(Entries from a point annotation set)
═══

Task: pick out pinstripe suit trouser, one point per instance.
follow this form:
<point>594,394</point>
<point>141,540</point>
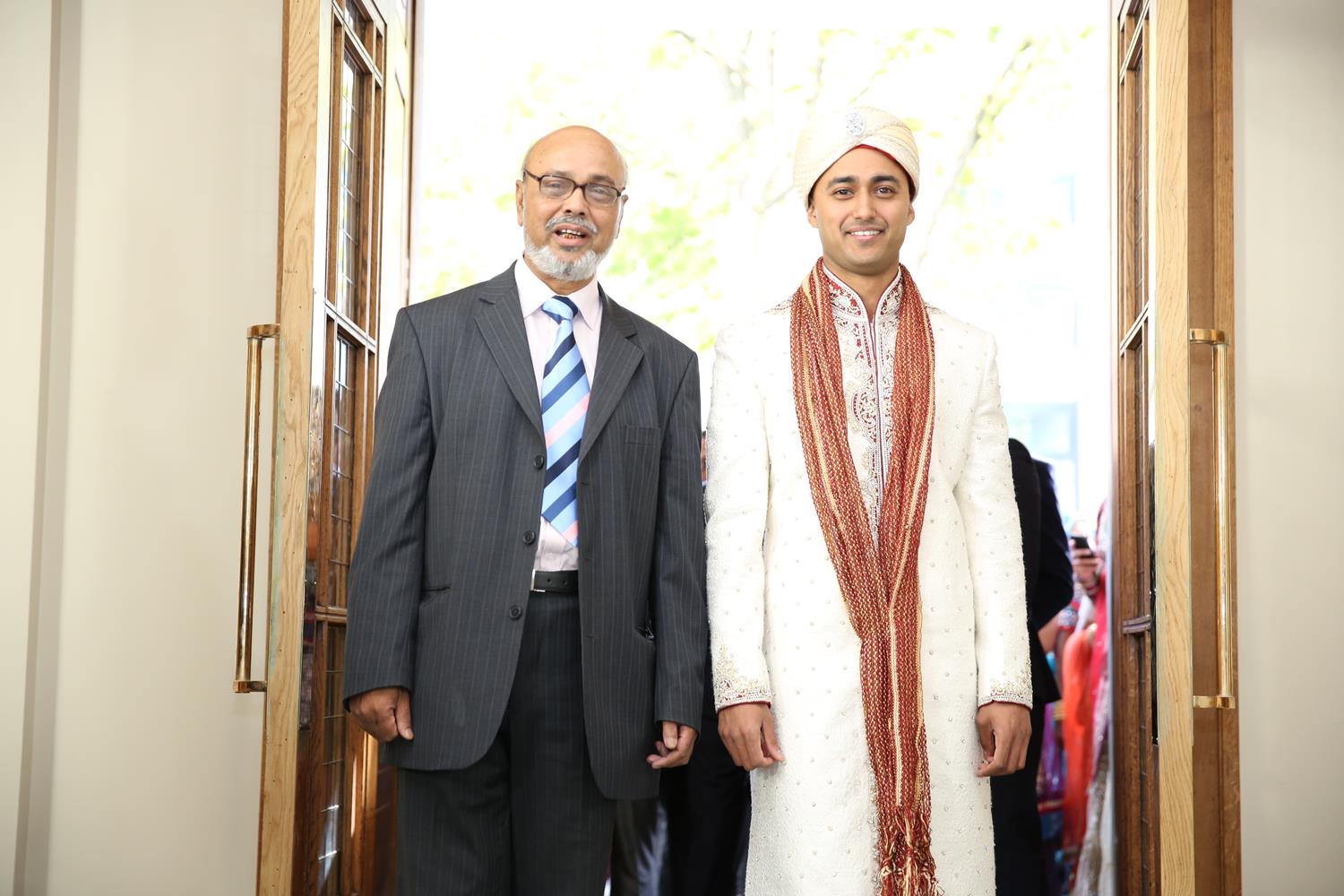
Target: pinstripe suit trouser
<point>527,818</point>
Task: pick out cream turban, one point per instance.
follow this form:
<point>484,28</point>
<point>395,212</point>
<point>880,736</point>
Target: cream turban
<point>828,137</point>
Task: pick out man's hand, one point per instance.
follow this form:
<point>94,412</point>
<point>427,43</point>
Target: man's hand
<point>383,712</point>
<point>1004,731</point>
<point>675,748</point>
<point>1088,565</point>
<point>747,731</point>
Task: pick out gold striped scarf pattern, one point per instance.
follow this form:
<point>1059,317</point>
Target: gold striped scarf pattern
<point>879,582</point>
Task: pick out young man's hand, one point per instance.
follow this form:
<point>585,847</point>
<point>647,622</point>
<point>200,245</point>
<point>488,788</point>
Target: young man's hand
<point>747,731</point>
<point>1004,731</point>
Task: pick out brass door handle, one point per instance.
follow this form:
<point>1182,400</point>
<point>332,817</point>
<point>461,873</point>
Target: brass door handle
<point>1225,699</point>
<point>244,683</point>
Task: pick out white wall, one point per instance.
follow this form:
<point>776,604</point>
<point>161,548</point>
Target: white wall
<point>26,56</point>
<point>1288,59</point>
<point>144,767</point>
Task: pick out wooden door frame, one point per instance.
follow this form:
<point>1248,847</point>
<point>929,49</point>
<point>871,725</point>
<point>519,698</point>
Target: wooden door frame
<point>1190,263</point>
<point>304,131</point>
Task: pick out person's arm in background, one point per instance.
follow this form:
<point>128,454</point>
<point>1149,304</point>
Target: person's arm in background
<point>1055,581</point>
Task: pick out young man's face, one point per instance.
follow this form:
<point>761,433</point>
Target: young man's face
<point>862,207</point>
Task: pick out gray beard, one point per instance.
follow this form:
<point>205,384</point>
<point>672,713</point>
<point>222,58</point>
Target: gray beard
<point>575,271</point>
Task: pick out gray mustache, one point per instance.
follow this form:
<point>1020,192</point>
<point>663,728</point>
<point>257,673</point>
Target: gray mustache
<point>572,220</point>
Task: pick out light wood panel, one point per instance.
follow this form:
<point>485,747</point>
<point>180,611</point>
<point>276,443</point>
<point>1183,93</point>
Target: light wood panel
<point>1169,53</point>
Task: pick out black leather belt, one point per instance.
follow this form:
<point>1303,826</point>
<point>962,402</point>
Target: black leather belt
<point>562,582</point>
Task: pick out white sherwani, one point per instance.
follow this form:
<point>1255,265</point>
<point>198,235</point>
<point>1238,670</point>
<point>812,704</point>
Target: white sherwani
<point>779,625</point>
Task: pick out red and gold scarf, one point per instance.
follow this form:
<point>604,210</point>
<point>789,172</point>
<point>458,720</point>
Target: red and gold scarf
<point>879,582</point>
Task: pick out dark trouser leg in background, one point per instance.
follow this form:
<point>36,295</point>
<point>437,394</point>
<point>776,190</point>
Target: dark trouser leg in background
<point>1019,858</point>
<point>709,806</point>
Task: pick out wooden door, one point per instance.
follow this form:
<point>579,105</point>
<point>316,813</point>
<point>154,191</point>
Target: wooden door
<point>1172,565</point>
<point>327,805</point>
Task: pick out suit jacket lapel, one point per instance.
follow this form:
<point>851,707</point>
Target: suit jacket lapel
<point>617,357</point>
<point>500,322</point>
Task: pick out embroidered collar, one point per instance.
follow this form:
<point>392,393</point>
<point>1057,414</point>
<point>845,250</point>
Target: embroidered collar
<point>846,303</point>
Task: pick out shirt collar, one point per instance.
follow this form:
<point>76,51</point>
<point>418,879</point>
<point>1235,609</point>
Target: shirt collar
<point>532,293</point>
<point>846,303</point>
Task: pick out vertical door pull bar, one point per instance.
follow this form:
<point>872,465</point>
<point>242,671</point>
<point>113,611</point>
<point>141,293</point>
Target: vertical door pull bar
<point>1225,699</point>
<point>244,683</point>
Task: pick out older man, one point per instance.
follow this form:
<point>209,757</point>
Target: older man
<point>529,579</point>
<point>867,613</point>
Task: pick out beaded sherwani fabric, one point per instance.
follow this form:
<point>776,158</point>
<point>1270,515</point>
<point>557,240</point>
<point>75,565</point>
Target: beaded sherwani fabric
<point>779,624</point>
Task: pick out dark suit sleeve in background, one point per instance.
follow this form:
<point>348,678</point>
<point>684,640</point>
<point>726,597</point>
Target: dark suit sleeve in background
<point>389,556</point>
<point>1055,584</point>
<point>677,579</point>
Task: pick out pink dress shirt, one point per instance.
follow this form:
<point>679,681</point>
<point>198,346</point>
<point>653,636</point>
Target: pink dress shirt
<point>553,551</point>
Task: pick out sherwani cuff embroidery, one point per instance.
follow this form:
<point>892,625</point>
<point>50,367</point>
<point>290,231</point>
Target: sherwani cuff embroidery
<point>733,686</point>
<point>1010,689</point>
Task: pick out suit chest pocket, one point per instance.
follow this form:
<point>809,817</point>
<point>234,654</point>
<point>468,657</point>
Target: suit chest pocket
<point>644,435</point>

═══

[Do this]: From the line containing "Task: pick out pink" down to the final line of the data, write out every line exactly; both the first and last of these belong in your answer, and nothing else does.

[Solution to this problem]:
Task: pick out pink dress shirt, one point per instance.
follow this form:
<point>679,681</point>
<point>198,346</point>
<point>653,636</point>
Target: pink dress shirt
<point>553,551</point>
Task: pick out sherwani cuff embroidery, one point per instance.
follow this form:
<point>892,625</point>
<point>50,367</point>
<point>290,231</point>
Target: sherwani cuff embroidery
<point>733,686</point>
<point>1010,689</point>
Task: pick out suit chest pocket, one point per instance.
follow this form:
<point>809,817</point>
<point>234,654</point>
<point>468,657</point>
Target: suit chest pocket
<point>644,435</point>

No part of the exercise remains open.